◆ Instruction
How many lines in the data below contain the string "road"? Matching is case-sensitive, and the reply should be the number alone.

◆ Source material

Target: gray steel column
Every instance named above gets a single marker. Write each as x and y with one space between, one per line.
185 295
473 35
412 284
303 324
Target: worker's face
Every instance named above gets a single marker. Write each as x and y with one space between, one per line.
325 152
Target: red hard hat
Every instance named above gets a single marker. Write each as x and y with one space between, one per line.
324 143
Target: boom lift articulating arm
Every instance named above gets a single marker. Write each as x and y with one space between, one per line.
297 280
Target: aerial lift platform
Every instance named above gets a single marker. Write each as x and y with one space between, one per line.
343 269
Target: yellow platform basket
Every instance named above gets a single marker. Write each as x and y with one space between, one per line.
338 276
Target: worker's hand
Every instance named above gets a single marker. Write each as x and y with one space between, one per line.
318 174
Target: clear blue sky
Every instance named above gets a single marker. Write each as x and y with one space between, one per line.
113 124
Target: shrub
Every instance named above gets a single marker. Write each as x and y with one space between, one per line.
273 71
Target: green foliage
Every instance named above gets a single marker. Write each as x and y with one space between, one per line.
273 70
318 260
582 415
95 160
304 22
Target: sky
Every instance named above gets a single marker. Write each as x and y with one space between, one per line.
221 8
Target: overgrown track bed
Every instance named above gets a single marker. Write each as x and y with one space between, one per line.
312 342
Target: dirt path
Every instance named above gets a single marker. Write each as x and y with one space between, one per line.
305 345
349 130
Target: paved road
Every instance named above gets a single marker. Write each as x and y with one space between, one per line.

==

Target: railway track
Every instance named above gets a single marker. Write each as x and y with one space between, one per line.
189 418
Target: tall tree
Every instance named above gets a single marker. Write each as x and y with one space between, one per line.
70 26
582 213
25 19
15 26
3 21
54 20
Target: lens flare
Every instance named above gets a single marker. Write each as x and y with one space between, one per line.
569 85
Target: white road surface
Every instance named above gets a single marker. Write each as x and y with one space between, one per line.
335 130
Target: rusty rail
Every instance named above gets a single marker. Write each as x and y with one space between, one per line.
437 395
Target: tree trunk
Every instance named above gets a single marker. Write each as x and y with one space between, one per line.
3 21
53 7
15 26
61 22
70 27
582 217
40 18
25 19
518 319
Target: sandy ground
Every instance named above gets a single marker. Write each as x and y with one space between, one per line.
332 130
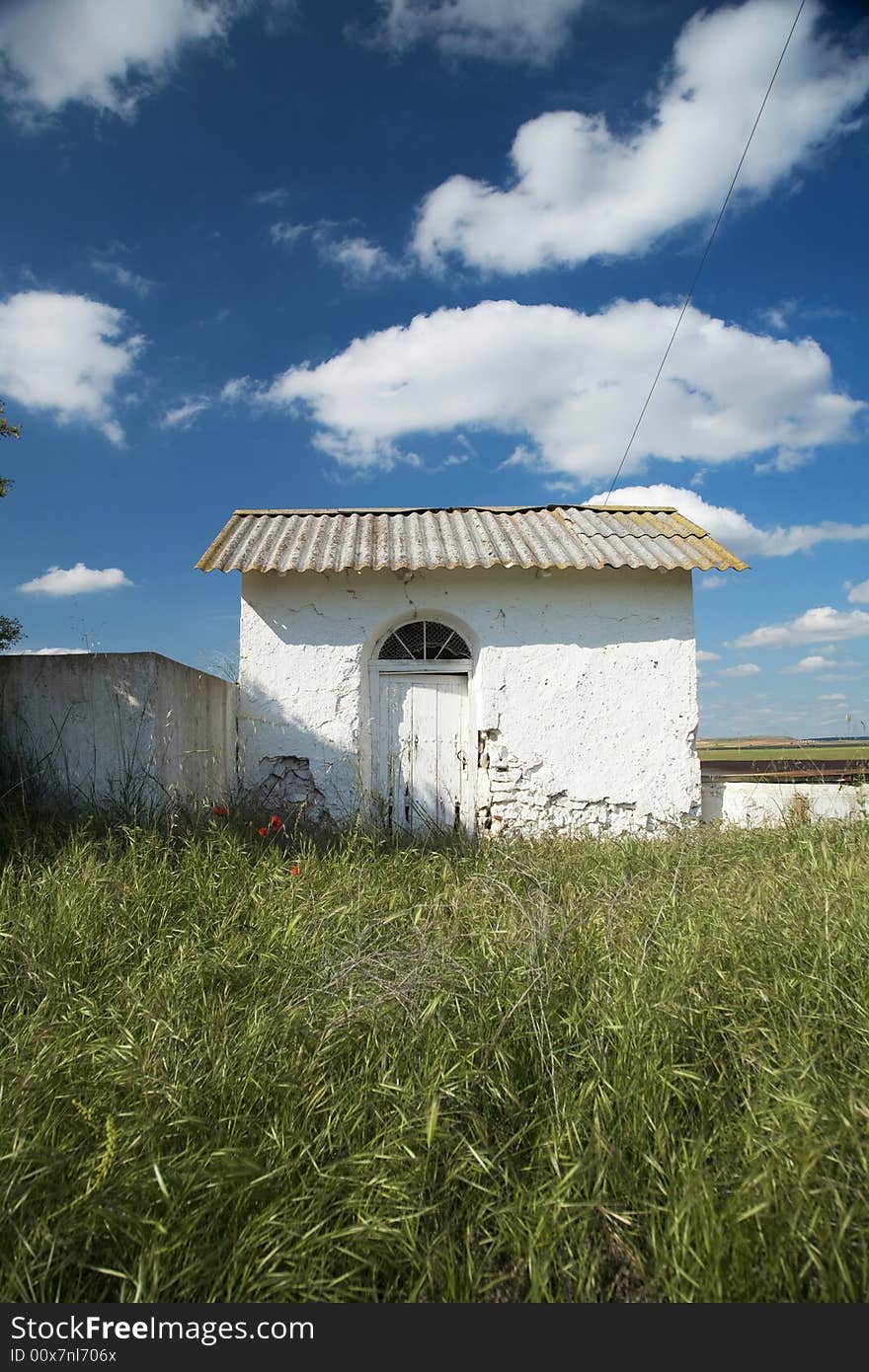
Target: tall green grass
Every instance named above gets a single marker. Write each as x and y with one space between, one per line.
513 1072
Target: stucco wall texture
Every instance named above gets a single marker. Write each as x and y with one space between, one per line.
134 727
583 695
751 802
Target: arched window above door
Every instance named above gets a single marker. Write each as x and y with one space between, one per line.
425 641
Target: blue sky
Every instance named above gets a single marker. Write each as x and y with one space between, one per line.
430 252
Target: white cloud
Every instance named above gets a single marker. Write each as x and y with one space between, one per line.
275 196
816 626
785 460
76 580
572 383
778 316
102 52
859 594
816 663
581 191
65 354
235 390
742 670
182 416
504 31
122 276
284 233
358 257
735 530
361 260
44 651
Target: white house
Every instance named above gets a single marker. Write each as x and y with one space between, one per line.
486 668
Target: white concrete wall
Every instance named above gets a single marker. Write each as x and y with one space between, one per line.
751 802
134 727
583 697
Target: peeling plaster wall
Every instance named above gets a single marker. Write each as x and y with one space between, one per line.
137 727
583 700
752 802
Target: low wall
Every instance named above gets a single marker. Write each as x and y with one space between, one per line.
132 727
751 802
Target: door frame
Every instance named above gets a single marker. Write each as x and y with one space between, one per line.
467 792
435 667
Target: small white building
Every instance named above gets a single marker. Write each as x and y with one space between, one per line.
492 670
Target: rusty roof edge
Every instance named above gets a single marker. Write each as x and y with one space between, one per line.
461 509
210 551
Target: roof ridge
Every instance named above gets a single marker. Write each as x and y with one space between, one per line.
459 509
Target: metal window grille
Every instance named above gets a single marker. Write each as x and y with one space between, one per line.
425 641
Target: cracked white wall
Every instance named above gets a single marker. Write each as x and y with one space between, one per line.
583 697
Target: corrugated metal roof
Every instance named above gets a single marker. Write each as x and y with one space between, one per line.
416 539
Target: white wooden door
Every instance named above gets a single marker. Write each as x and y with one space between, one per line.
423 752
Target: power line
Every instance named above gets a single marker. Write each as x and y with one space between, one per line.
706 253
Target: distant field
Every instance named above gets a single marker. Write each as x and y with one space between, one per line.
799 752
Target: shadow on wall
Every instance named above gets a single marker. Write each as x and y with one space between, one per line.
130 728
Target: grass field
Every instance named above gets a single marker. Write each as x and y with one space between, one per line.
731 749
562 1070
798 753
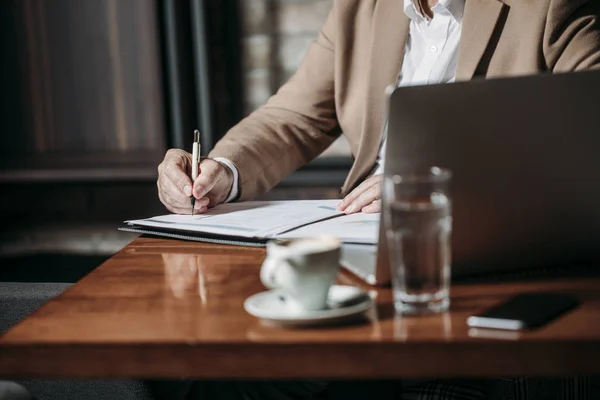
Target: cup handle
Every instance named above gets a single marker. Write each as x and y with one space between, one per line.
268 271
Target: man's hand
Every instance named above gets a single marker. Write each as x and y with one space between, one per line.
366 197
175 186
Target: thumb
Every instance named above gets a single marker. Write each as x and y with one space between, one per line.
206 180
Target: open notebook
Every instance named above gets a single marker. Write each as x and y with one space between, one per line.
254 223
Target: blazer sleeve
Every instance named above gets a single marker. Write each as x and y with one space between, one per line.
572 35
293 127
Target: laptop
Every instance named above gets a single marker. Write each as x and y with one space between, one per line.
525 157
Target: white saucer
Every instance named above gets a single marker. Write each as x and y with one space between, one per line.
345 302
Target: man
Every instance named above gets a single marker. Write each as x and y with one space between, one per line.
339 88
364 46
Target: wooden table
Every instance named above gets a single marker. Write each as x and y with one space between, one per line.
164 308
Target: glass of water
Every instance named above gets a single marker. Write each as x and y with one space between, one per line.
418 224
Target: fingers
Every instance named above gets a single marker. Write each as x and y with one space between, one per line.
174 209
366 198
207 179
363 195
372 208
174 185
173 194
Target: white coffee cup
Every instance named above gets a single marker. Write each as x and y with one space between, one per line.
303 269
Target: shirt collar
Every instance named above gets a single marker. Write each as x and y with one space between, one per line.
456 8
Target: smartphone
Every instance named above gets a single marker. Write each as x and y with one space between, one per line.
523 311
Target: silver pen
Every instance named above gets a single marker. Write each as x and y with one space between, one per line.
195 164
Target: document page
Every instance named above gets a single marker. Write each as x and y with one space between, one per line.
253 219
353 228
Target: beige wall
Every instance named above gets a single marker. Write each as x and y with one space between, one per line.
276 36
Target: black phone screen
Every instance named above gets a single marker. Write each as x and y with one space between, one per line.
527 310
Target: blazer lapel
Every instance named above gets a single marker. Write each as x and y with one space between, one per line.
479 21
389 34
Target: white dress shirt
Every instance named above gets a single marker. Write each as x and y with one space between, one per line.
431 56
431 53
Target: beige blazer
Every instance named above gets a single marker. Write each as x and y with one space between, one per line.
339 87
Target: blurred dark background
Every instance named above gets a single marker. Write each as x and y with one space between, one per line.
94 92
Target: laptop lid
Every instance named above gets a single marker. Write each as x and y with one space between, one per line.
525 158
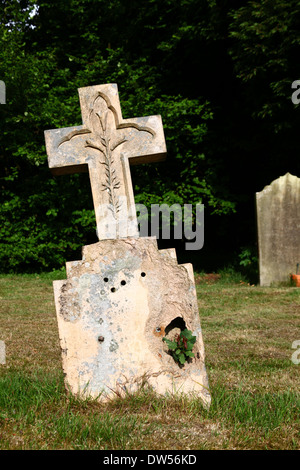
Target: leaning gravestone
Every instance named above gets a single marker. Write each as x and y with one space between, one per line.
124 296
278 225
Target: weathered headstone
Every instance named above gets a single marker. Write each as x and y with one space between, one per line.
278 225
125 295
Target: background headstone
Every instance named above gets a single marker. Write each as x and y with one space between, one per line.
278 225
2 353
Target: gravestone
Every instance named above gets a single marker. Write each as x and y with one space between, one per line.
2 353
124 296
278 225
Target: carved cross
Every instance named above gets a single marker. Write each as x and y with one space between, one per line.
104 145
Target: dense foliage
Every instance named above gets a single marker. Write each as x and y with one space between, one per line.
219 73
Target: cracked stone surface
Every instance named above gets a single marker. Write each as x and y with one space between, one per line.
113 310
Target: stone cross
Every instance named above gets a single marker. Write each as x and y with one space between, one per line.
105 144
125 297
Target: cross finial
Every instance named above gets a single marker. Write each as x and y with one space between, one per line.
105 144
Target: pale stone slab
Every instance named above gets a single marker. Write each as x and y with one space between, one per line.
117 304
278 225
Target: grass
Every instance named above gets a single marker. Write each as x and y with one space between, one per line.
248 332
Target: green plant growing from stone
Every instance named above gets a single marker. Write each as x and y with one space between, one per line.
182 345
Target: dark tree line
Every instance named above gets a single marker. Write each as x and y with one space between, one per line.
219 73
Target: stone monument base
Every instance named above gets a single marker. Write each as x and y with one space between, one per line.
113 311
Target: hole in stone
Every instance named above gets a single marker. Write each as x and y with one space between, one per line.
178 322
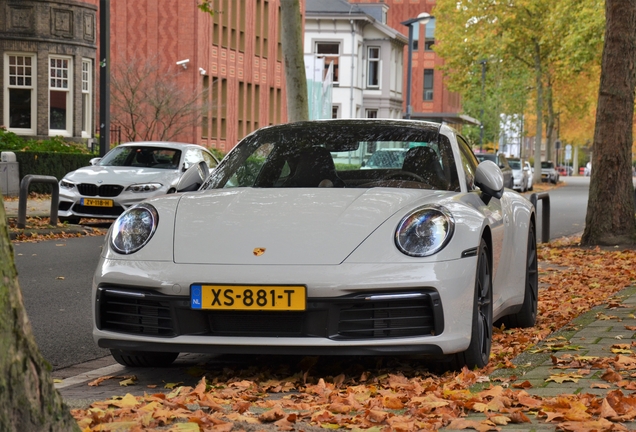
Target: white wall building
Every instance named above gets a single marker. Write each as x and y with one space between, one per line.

...

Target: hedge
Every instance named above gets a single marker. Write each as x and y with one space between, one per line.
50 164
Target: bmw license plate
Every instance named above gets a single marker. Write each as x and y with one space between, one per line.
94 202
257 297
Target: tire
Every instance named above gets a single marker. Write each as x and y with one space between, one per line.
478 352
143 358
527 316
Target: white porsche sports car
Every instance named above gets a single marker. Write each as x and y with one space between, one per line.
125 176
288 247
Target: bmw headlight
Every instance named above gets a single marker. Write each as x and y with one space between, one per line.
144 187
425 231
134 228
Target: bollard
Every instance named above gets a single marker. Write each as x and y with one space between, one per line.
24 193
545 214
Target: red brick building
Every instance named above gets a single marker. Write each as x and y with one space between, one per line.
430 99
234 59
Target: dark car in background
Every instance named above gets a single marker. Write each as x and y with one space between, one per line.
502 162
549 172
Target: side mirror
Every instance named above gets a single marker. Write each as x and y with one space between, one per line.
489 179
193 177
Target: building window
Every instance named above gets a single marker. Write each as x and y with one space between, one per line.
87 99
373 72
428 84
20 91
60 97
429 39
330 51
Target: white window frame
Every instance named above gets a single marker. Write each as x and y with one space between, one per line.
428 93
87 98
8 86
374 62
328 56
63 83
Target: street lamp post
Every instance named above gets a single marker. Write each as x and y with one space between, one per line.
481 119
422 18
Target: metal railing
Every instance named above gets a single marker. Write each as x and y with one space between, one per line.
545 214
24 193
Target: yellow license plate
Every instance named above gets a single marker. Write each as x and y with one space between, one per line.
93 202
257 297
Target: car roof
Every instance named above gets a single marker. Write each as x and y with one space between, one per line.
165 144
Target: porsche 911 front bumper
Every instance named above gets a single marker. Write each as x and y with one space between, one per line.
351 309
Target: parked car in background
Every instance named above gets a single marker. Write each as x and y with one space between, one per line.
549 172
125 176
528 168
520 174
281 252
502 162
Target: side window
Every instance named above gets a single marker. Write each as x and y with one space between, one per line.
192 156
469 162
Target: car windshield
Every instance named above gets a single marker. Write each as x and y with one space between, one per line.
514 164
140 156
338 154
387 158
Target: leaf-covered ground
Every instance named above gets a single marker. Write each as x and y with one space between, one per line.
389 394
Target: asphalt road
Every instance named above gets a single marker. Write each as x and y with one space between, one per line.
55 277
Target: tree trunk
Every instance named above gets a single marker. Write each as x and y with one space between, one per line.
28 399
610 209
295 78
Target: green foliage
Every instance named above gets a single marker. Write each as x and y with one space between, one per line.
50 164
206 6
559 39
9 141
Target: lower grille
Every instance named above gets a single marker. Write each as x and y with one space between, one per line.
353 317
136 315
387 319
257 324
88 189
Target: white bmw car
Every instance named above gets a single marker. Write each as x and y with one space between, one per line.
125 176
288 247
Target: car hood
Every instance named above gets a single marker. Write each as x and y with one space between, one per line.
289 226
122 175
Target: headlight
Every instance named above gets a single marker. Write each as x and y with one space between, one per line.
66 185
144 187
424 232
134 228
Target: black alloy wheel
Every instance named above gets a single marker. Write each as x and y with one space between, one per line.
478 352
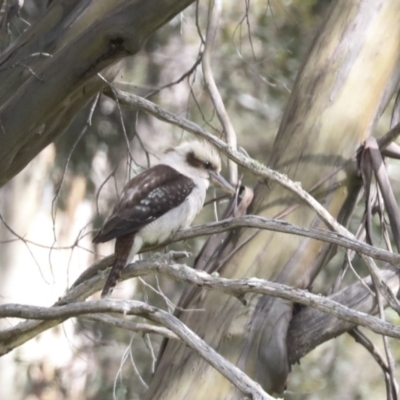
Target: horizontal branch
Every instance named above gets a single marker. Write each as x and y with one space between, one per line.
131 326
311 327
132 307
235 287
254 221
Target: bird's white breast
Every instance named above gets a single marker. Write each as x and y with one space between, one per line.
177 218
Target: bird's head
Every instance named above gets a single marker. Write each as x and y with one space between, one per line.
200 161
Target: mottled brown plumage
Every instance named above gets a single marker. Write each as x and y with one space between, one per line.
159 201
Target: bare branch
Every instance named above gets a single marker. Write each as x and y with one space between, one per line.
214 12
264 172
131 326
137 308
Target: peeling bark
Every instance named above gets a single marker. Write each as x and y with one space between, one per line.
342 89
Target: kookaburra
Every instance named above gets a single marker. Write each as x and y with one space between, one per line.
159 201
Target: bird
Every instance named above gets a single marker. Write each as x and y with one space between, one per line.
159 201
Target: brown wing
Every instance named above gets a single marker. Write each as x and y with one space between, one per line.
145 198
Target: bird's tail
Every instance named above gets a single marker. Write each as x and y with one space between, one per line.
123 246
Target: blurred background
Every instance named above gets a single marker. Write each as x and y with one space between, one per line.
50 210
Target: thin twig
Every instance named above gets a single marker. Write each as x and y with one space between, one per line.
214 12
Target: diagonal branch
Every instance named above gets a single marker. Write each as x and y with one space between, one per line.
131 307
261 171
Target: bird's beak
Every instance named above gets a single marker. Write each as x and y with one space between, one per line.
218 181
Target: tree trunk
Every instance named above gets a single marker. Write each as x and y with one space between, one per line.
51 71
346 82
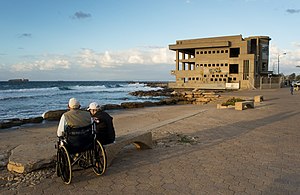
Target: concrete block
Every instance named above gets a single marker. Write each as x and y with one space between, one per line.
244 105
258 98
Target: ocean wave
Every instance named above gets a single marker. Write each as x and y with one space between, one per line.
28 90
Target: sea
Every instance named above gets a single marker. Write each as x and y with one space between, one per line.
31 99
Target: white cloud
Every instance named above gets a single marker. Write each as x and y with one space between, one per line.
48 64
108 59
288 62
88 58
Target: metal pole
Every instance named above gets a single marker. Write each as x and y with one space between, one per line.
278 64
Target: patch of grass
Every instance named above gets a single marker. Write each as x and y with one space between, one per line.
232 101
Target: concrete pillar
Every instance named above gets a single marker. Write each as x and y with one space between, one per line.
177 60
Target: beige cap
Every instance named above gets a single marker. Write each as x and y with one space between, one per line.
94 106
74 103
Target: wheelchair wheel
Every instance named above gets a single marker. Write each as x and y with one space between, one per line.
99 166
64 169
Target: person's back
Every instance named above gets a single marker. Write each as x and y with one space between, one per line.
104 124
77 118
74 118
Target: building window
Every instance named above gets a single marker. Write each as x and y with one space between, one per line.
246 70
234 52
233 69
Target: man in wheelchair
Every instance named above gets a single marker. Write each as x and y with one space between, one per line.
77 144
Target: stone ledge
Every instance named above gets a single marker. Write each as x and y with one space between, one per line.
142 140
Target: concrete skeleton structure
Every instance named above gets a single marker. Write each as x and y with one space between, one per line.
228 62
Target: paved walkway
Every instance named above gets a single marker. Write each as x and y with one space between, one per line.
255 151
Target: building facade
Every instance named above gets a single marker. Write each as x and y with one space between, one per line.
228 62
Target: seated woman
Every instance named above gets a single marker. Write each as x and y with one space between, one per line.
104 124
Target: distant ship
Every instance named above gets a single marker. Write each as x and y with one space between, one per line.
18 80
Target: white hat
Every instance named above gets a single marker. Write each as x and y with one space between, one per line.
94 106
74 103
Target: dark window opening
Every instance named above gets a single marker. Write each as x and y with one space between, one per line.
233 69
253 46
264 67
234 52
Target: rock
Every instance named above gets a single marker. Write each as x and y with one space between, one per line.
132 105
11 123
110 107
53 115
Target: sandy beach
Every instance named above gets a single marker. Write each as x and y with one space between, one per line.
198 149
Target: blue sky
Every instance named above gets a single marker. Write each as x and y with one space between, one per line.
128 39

◆ Task solution
3